*Set task:*
Write out the following listing line for line, without changing anything.

==================================================

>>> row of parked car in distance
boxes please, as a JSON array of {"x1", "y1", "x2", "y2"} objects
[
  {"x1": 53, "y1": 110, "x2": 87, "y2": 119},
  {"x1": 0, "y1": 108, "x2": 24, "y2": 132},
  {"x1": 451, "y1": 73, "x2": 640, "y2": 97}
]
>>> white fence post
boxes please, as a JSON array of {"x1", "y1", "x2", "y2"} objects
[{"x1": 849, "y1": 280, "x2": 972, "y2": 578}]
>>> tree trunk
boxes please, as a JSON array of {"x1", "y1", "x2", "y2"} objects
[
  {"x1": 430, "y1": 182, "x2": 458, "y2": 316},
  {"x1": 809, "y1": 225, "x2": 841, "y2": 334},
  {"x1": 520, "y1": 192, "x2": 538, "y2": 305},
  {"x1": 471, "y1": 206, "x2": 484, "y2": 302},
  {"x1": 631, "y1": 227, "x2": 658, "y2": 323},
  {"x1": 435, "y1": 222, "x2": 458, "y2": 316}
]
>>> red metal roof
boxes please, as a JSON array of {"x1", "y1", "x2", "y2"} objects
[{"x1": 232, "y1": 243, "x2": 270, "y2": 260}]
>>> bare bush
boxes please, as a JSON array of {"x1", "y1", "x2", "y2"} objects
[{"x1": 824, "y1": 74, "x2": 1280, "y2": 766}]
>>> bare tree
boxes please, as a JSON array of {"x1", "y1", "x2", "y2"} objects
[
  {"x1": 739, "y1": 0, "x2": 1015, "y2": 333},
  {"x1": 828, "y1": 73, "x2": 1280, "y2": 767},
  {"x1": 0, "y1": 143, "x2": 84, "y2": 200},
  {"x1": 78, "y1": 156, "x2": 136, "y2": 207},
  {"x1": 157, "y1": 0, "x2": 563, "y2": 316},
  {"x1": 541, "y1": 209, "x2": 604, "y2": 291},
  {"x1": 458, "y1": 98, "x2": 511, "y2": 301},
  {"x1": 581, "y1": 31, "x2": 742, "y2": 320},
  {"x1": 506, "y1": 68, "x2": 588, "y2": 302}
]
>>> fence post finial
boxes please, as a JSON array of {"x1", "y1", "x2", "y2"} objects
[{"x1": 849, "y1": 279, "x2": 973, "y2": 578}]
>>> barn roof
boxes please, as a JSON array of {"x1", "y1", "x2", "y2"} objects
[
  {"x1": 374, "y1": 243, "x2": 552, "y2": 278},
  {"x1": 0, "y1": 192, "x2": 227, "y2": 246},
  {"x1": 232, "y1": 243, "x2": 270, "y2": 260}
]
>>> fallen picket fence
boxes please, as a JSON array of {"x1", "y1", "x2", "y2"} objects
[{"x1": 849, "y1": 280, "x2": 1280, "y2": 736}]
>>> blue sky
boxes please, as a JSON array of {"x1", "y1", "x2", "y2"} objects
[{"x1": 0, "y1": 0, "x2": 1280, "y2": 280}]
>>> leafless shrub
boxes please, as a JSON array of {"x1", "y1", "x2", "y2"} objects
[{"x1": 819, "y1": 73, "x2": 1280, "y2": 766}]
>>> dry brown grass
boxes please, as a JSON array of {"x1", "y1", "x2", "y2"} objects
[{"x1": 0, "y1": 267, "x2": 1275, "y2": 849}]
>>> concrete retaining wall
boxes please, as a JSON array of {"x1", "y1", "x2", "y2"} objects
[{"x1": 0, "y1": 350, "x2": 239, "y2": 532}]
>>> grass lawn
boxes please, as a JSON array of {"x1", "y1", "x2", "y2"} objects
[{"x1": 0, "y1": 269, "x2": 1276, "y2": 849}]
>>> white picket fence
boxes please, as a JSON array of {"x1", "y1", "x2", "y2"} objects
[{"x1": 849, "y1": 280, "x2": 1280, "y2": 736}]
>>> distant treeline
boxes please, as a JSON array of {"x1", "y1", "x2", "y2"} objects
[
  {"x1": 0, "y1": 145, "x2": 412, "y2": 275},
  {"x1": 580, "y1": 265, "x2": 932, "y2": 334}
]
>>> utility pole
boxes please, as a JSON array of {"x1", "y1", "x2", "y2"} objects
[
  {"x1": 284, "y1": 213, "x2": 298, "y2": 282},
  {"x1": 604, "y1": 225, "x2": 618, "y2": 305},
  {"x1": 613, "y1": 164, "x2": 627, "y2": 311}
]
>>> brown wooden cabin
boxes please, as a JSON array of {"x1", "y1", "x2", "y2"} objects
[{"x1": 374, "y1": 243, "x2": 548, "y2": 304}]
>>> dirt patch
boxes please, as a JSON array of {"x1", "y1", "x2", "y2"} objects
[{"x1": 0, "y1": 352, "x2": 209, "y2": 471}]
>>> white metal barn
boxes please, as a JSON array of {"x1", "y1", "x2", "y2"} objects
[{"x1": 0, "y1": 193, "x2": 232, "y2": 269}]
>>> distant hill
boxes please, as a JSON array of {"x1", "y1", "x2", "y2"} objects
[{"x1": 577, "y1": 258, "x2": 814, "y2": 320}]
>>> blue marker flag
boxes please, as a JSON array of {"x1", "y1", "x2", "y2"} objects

==================================================

*Reply to the exercise:*
>>> row of parked car in distance
boxes please, as a JSON array of {"x1", "y1", "x2", "y2"} objects
[
  {"x1": 53, "y1": 110, "x2": 87, "y2": 119},
  {"x1": 0, "y1": 108, "x2": 24, "y2": 132},
  {"x1": 451, "y1": 73, "x2": 640, "y2": 97}
]
>>> white fence post
boxes please, as a JSON array of {"x1", "y1", "x2", "y2"} objects
[{"x1": 849, "y1": 280, "x2": 972, "y2": 578}]
>>> tree trunk
boxes please, as a JSON array of {"x1", "y1", "x2", "y2"} objects
[
  {"x1": 430, "y1": 182, "x2": 458, "y2": 316},
  {"x1": 809, "y1": 225, "x2": 841, "y2": 334},
  {"x1": 520, "y1": 192, "x2": 538, "y2": 305},
  {"x1": 471, "y1": 206, "x2": 484, "y2": 302},
  {"x1": 631, "y1": 227, "x2": 658, "y2": 323},
  {"x1": 435, "y1": 222, "x2": 458, "y2": 316}
]
>>> red metal roof
boxes please, as a JSON array of {"x1", "y1", "x2", "y2"} objects
[{"x1": 232, "y1": 243, "x2": 270, "y2": 260}]
>>> bare bush
boxes please, as a JSON array of {"x1", "y1", "x2", "y2"} objects
[{"x1": 824, "y1": 74, "x2": 1280, "y2": 766}]
>>> bare tree
boxes please, as a JSON array of {"x1", "y1", "x2", "y2"} objects
[
  {"x1": 739, "y1": 0, "x2": 1015, "y2": 333},
  {"x1": 828, "y1": 73, "x2": 1280, "y2": 767},
  {"x1": 0, "y1": 143, "x2": 84, "y2": 200},
  {"x1": 78, "y1": 156, "x2": 136, "y2": 207},
  {"x1": 157, "y1": 0, "x2": 563, "y2": 316},
  {"x1": 541, "y1": 209, "x2": 604, "y2": 291},
  {"x1": 458, "y1": 98, "x2": 511, "y2": 301},
  {"x1": 581, "y1": 31, "x2": 742, "y2": 320},
  {"x1": 506, "y1": 68, "x2": 588, "y2": 302}
]
>>> fence post finial
boxes please, as a JSON array of {"x1", "y1", "x2", "y2"} objects
[{"x1": 849, "y1": 279, "x2": 973, "y2": 578}]
>>> barn roof
boxes please, as a JSON array of {"x1", "y1", "x2", "y2"} objects
[
  {"x1": 374, "y1": 243, "x2": 552, "y2": 278},
  {"x1": 0, "y1": 192, "x2": 227, "y2": 246},
  {"x1": 232, "y1": 243, "x2": 270, "y2": 260}
]
>>> fallen picket fence
boxes please, as a JSON array of {"x1", "y1", "x2", "y2"} objects
[{"x1": 849, "y1": 280, "x2": 1280, "y2": 736}]
>>> blue sky
boxes please, as a JSON array of {"x1", "y1", "x2", "y2"} objects
[{"x1": 0, "y1": 0, "x2": 1280, "y2": 280}]
>>> leafless shrub
boxes please, as a JSON array of {"x1", "y1", "x2", "y2"} objects
[{"x1": 819, "y1": 73, "x2": 1280, "y2": 766}]
>>> dry brown grass
boxes please, as a JSON array of {"x1", "y1", "x2", "y2"} objects
[{"x1": 0, "y1": 267, "x2": 1275, "y2": 849}]
>>> concrete retaining wall
boxes please, as a JSON array of {"x1", "y1", "x2", "y2"} objects
[{"x1": 0, "y1": 350, "x2": 239, "y2": 532}]
>>> grass lawn
boxes please, as a JSON array of {"x1", "y1", "x2", "y2"} objects
[{"x1": 0, "y1": 269, "x2": 1276, "y2": 849}]
>>> white picket fence
boxes please, as a JSON array of {"x1", "y1", "x2", "y2"} objects
[{"x1": 849, "y1": 280, "x2": 1280, "y2": 736}]
>>> distant treeline
boxes please, as a JSON array of {"x1", "y1", "x2", "y2"} objects
[
  {"x1": 0, "y1": 145, "x2": 412, "y2": 275},
  {"x1": 580, "y1": 265, "x2": 932, "y2": 334}
]
>>> utility pole
boxes please, as a JSON array of {"x1", "y1", "x2", "y2"} objects
[
  {"x1": 284, "y1": 213, "x2": 298, "y2": 282},
  {"x1": 604, "y1": 225, "x2": 618, "y2": 305},
  {"x1": 613, "y1": 164, "x2": 627, "y2": 311}
]
>>> brown wooden cabin
boxes please, as a JSON array of {"x1", "y1", "x2", "y2"} objects
[{"x1": 374, "y1": 243, "x2": 548, "y2": 304}]
>>> dirt patch
boxes please, as a JSON array of {"x1", "y1", "x2", "y2"} objects
[{"x1": 0, "y1": 352, "x2": 209, "y2": 471}]
>>> white metal barn
boxes please, as a JSON array of {"x1", "y1", "x2", "y2"} objects
[{"x1": 0, "y1": 193, "x2": 232, "y2": 269}]
>>> distant hill
boxes please, as a JSON array of {"x1", "y1", "x2", "y2"} objects
[{"x1": 577, "y1": 258, "x2": 814, "y2": 320}]
>>> blue marker flag
boxes please, as a JSON array of {"x1", "y1", "x2", "y2"} objects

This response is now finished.